··· Input

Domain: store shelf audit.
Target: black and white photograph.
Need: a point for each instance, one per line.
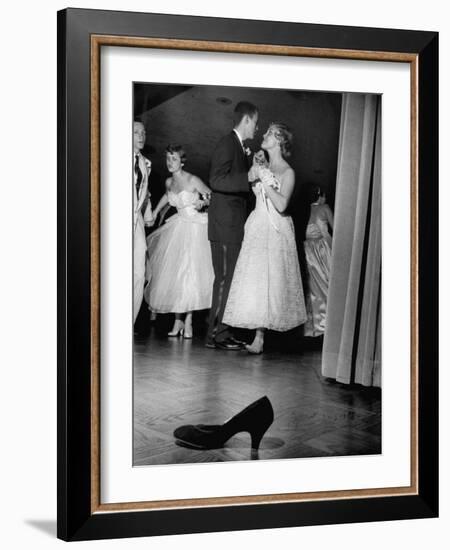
(256, 273)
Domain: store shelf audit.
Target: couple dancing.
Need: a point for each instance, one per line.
(257, 283)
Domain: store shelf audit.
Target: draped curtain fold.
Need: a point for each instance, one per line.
(352, 342)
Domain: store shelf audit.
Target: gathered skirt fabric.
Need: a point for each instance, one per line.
(267, 290)
(318, 258)
(179, 265)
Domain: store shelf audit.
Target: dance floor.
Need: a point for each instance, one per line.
(179, 381)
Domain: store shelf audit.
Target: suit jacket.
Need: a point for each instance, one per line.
(142, 202)
(228, 180)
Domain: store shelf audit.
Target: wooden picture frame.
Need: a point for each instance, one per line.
(81, 35)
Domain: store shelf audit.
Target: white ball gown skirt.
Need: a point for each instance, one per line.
(267, 290)
(318, 259)
(179, 265)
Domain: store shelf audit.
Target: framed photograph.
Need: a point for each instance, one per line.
(247, 285)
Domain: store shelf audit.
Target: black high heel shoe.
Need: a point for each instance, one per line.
(255, 419)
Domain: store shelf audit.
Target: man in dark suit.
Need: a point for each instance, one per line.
(226, 216)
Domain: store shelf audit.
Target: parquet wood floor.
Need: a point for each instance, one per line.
(180, 381)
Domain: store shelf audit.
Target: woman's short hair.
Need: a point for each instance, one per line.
(176, 148)
(244, 108)
(285, 137)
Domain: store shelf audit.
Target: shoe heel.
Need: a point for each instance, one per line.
(257, 437)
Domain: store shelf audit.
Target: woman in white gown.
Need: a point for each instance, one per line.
(267, 291)
(179, 265)
(318, 258)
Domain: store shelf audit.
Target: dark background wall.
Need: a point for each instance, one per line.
(198, 116)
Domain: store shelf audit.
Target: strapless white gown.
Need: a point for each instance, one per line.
(179, 265)
(267, 290)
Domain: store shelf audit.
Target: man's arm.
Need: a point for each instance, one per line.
(223, 177)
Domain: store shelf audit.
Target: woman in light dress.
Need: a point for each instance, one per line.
(267, 291)
(179, 265)
(318, 259)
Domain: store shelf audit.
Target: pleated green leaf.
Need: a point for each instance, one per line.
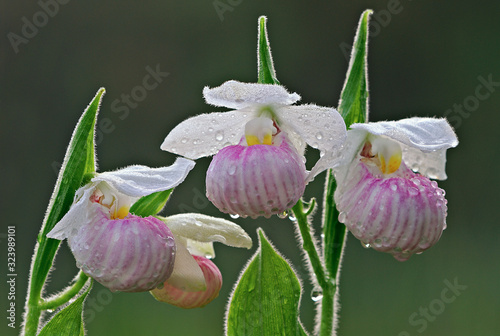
(266, 299)
(68, 321)
(267, 75)
(353, 104)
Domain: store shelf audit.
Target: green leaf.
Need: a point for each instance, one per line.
(353, 104)
(152, 204)
(67, 322)
(266, 298)
(267, 75)
(79, 161)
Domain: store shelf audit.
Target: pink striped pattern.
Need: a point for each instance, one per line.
(258, 180)
(178, 297)
(133, 254)
(402, 215)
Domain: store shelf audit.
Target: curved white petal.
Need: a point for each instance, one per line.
(206, 229)
(320, 127)
(138, 181)
(424, 142)
(206, 134)
(187, 274)
(237, 95)
(80, 210)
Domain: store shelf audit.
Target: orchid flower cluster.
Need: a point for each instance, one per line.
(385, 192)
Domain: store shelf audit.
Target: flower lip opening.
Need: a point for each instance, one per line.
(385, 153)
(118, 206)
(260, 131)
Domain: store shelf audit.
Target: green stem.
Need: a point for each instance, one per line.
(324, 280)
(44, 254)
(67, 294)
(334, 231)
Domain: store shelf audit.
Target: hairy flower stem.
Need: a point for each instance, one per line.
(326, 283)
(67, 294)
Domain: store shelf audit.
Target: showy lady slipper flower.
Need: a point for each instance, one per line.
(122, 251)
(196, 281)
(258, 169)
(384, 203)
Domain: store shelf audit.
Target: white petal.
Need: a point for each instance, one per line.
(187, 274)
(206, 134)
(208, 229)
(424, 142)
(138, 181)
(237, 95)
(320, 127)
(76, 216)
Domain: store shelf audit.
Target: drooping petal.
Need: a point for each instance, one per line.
(76, 215)
(186, 274)
(259, 180)
(133, 254)
(238, 95)
(186, 299)
(320, 127)
(138, 181)
(424, 142)
(205, 229)
(206, 134)
(402, 215)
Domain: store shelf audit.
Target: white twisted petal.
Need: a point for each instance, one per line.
(424, 142)
(206, 134)
(238, 95)
(207, 229)
(320, 127)
(138, 181)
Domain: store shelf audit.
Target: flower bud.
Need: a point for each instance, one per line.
(184, 299)
(258, 180)
(133, 254)
(402, 214)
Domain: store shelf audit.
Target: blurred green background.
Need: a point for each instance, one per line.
(424, 57)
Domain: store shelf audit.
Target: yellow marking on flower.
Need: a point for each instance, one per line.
(388, 153)
(391, 166)
(259, 131)
(121, 213)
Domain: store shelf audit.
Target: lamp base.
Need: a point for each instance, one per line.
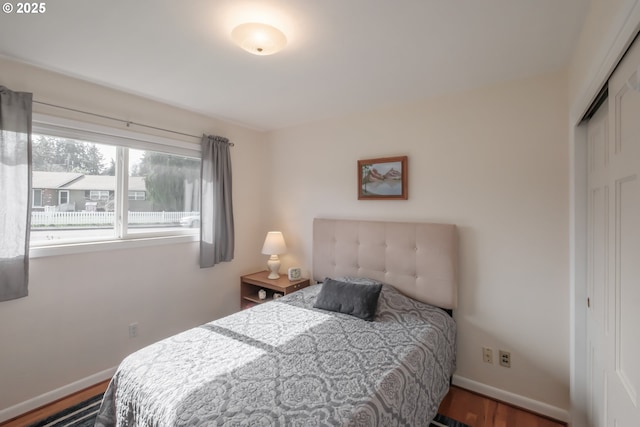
(274, 267)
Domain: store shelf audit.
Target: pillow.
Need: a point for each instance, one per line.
(356, 299)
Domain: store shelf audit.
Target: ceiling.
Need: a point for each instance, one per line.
(342, 56)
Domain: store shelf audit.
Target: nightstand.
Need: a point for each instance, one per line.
(250, 284)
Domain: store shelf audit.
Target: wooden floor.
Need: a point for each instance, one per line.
(57, 406)
(460, 404)
(480, 411)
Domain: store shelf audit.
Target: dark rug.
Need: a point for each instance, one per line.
(81, 415)
(84, 415)
(442, 421)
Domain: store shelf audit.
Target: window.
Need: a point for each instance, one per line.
(63, 197)
(96, 176)
(136, 195)
(37, 198)
(98, 195)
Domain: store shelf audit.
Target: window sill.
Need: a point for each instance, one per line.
(108, 245)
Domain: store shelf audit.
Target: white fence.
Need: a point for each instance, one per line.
(85, 219)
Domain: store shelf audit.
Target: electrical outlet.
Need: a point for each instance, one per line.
(505, 358)
(487, 355)
(133, 330)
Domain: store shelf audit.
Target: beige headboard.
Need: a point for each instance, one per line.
(418, 259)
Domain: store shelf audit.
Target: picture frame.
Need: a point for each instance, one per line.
(384, 178)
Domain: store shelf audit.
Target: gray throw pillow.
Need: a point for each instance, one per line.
(349, 298)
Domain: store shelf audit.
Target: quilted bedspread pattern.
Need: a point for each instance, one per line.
(285, 363)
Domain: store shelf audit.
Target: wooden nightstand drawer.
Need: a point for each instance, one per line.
(251, 284)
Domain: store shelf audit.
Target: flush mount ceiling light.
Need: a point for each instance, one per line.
(259, 39)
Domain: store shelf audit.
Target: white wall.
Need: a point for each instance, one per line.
(74, 323)
(494, 162)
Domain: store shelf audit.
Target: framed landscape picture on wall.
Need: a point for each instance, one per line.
(383, 178)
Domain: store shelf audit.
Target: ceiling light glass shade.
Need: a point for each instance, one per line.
(259, 39)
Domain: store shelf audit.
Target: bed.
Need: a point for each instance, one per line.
(289, 363)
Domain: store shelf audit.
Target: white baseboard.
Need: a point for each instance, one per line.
(52, 396)
(514, 399)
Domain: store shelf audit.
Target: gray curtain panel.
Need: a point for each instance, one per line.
(216, 209)
(15, 192)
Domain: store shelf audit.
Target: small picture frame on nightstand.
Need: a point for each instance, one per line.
(295, 273)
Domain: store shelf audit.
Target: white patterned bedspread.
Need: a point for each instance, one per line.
(285, 363)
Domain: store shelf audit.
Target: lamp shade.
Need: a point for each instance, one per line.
(259, 39)
(274, 244)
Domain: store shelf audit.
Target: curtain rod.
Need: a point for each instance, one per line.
(127, 122)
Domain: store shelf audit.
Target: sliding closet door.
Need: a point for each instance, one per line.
(623, 341)
(597, 274)
(613, 244)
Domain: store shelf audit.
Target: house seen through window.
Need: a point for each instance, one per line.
(80, 190)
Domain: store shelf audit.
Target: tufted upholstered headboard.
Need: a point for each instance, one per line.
(418, 259)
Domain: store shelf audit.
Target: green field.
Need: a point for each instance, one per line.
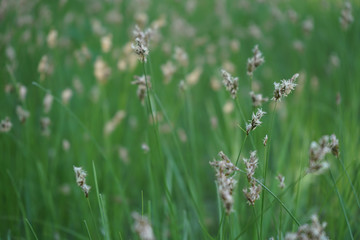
(73, 92)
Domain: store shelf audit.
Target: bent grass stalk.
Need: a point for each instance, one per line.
(267, 155)
(342, 205)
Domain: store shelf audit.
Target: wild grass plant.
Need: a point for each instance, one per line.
(112, 111)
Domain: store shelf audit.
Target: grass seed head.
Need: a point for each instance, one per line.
(231, 83)
(255, 61)
(80, 175)
(5, 125)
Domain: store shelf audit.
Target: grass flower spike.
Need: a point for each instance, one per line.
(284, 88)
(255, 121)
(255, 61)
(253, 192)
(226, 183)
(5, 125)
(81, 180)
(231, 83)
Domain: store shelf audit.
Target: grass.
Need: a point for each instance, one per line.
(173, 184)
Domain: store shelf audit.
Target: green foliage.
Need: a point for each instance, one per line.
(173, 183)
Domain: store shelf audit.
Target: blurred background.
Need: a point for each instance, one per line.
(66, 71)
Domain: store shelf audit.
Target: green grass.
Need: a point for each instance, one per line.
(173, 184)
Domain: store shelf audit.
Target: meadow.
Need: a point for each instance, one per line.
(140, 119)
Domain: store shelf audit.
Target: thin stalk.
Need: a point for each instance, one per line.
(282, 204)
(87, 229)
(342, 205)
(242, 146)
(256, 226)
(267, 153)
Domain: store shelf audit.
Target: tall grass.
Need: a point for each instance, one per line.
(173, 184)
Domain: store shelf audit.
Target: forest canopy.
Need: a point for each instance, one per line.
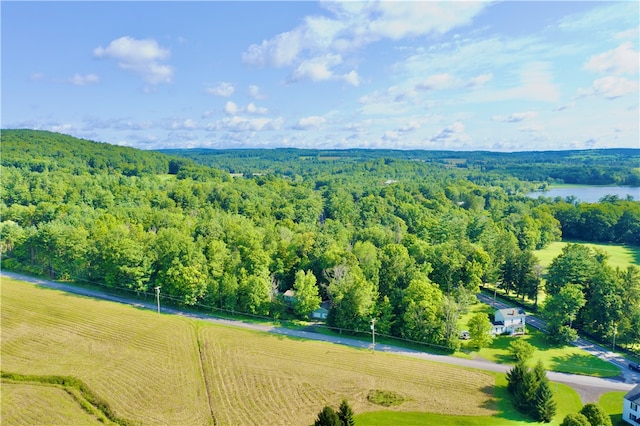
(406, 237)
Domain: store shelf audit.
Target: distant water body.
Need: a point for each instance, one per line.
(589, 194)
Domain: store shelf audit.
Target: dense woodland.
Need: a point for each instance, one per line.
(406, 237)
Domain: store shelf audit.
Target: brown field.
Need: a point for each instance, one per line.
(28, 404)
(161, 369)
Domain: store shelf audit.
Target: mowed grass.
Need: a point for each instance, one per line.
(564, 359)
(29, 404)
(612, 403)
(567, 401)
(161, 369)
(619, 255)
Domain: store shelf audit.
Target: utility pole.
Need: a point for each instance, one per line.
(373, 334)
(158, 297)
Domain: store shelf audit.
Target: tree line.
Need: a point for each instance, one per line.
(406, 242)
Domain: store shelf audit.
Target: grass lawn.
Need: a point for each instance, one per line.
(165, 369)
(567, 400)
(612, 403)
(565, 359)
(619, 255)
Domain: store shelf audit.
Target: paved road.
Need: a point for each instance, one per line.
(629, 376)
(587, 387)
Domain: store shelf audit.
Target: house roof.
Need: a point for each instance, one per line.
(512, 312)
(290, 293)
(633, 395)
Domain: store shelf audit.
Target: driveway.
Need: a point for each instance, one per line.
(628, 375)
(588, 387)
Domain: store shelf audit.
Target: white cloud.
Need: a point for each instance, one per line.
(253, 109)
(610, 87)
(140, 56)
(516, 117)
(352, 78)
(480, 80)
(451, 135)
(621, 60)
(313, 122)
(223, 89)
(436, 82)
(184, 124)
(242, 124)
(317, 69)
(316, 47)
(83, 80)
(231, 108)
(255, 92)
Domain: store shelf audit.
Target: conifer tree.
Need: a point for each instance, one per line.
(345, 413)
(576, 419)
(327, 417)
(595, 414)
(545, 406)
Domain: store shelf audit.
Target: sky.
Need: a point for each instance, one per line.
(454, 75)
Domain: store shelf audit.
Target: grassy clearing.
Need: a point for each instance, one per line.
(144, 365)
(612, 403)
(619, 255)
(32, 404)
(564, 359)
(567, 400)
(157, 369)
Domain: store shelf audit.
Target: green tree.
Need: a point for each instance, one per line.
(422, 319)
(345, 413)
(352, 298)
(307, 297)
(576, 264)
(561, 310)
(596, 415)
(327, 417)
(480, 330)
(576, 419)
(545, 405)
(521, 350)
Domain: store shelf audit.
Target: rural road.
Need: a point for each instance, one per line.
(588, 387)
(616, 359)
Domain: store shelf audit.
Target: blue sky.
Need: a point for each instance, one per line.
(500, 76)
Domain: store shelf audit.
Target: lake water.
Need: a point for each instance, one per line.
(589, 194)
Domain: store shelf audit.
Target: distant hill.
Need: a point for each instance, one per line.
(41, 151)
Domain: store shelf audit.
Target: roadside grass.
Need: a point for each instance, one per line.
(612, 403)
(166, 369)
(619, 255)
(567, 401)
(34, 404)
(563, 359)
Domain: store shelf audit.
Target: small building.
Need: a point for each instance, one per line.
(630, 412)
(289, 297)
(511, 321)
(322, 312)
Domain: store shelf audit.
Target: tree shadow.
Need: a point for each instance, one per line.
(502, 402)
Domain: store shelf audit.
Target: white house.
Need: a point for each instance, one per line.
(630, 411)
(511, 321)
(322, 312)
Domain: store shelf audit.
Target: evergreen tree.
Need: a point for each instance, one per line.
(575, 420)
(515, 377)
(345, 413)
(545, 406)
(327, 417)
(595, 415)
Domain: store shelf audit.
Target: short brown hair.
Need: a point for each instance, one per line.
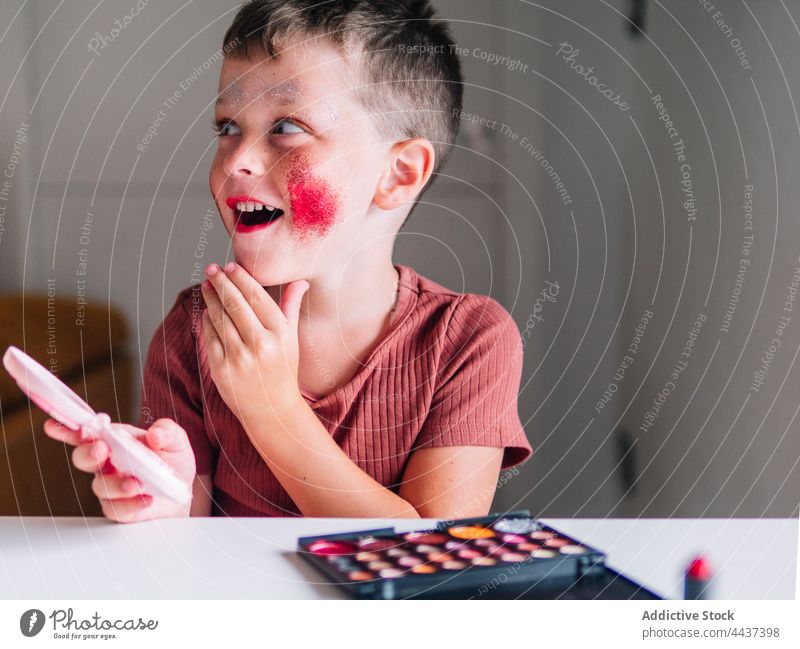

······

= Instructions to follow =
List every line in the records above that contains the word "black", treating case as significant.

= Written response =
Target: black and white photograph.
Target: black high heel shoe.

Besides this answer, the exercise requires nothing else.